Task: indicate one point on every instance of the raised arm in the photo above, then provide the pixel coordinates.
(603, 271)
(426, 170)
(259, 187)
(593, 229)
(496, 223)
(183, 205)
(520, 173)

▬▬▬

What you will do: Could you restate every record above word for word?

Answer to the problem:
Task: indicate one point on every instance of the raised arm in the photo above, then provide the pixel coordinates.
(603, 271)
(426, 170)
(259, 187)
(593, 229)
(496, 223)
(183, 205)
(520, 173)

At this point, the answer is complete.